======== READING TEXT ========

Why Service-Oriented Architecture makes sense

Posted on May 8, 2011

Service-Oriented Architecture (SOA) has been around for a long time, but in the last years it has started to become the obvious solution to many problems: where RPC, and CORBA are unwieldy, and big entreprisey J2EE apps communicating with SOAP are a pain to work with, web apps using JSON are a godsend.

Technical advantages

In my opinion, a big advantage SOA brings is the possibility of designing your information architecture using sensible software patterns, leading to many advantages:

  • tight cohesion: information that belongs together is managed together within the same service;
  • loose coupling: since the information architecture is designed to leverage interoperable services, you can upgrade portions of your information architecture without impacting other sections;
  • separation of concerns and encapsulation: each service provides authoritative information in a designated area. The interface is clearly specified to maintain compatibility, and the internal implementation is free to adapt to the circumstances (e.g. new tax laws);
  • testability: each service can be developed, tested, and improved independently. As you probably know, dividing complex problems into small manageable pieces leads to higher quality, as testability increases and complexity is reduced;
  • availability: service failover can be managed according to criticality. Critical services can be heavily redundant, whereas “nice to have” services will simply provide a degraded service on failure;
  • future-proofness: services can be reused once implemented, but more importantly, they can also be moved without significantly impacting the entire architecture. In an era where commoditized cloud platforms are being leveraged so IT departments can focus on delivering business value, it makes little sense to lock your software into your own hardware;
  • business value: using the various services as basic “information components”, it is possible to recombine them into specialized tools tailored to business processes. Instead of having to deal with a hodgepodge of incompatible tools and munging data through Excel and Access (or by hand), employees can be empowered with tools specially adapted to their jobs. And given the SOA nature of the information architecture, information entered or manipulated with these tools is immediately available to other services and tools: no duplication, no propagation latency.

========

YOUR GOAL:
Copy everything in the post on service-oriented architecture from "Why Service-Oriented Architecture" down to "are a godsend.", putting "DCOM" in place of "CORBA". The listing that comes next is separate material, apart from the post on service-oriented architecture.

======== GIVEN RECORDS ========

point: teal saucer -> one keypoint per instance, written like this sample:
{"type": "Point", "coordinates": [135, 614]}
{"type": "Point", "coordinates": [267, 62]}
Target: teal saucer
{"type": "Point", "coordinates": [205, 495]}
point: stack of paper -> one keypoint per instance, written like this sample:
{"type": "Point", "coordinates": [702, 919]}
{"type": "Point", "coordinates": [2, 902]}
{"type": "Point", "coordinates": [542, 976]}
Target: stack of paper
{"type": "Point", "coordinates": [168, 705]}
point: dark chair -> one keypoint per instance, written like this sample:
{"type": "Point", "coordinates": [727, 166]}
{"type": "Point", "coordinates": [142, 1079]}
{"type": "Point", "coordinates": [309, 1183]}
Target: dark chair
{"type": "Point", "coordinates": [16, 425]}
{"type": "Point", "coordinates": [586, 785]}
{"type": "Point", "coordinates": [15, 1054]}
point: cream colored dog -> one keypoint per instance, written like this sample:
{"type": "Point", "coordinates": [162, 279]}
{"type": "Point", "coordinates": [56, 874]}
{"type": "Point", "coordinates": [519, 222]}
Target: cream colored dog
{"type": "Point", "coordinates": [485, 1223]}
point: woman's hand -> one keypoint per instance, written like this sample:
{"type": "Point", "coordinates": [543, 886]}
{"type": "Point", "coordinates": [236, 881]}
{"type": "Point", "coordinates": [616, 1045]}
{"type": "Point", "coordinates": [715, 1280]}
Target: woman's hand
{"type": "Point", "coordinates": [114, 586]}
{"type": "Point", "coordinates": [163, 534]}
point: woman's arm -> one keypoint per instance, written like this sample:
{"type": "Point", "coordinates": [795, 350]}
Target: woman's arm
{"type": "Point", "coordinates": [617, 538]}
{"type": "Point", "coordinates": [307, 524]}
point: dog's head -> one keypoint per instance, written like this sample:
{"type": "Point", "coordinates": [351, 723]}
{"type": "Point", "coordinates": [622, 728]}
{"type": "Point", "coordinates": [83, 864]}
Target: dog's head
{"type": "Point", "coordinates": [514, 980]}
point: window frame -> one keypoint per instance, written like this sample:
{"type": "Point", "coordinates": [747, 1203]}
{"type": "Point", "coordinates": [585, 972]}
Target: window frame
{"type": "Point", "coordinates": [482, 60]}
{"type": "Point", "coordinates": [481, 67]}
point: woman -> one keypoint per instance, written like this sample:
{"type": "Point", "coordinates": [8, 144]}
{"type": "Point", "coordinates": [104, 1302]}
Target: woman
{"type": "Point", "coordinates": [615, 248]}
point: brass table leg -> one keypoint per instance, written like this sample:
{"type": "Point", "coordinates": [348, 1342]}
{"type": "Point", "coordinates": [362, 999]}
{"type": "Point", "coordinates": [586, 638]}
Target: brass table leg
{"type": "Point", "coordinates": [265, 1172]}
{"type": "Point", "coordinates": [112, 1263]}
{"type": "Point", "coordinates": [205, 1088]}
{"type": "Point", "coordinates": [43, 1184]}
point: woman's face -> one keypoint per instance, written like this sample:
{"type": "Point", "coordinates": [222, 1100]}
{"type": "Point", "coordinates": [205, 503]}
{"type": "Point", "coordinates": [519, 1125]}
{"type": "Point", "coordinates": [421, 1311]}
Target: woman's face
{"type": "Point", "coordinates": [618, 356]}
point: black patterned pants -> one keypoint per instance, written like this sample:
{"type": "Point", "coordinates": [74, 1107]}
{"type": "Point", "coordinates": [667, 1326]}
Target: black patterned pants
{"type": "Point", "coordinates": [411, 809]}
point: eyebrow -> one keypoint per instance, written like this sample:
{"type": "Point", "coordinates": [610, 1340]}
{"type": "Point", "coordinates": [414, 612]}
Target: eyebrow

========

TASK RESPONSE:
Why Service-Oriented Architecture makes sense

Posted on May 8, 2011

Service-Oriented Architecture (SOA) has been around for a long time, but in the last years it has started to become the obvious solution to many problems: where RPC, and DCOM are unwieldy, and big entreprisey J2EE apps communicating with SOAP are a pain to work with, web apps using JSON are a godsend.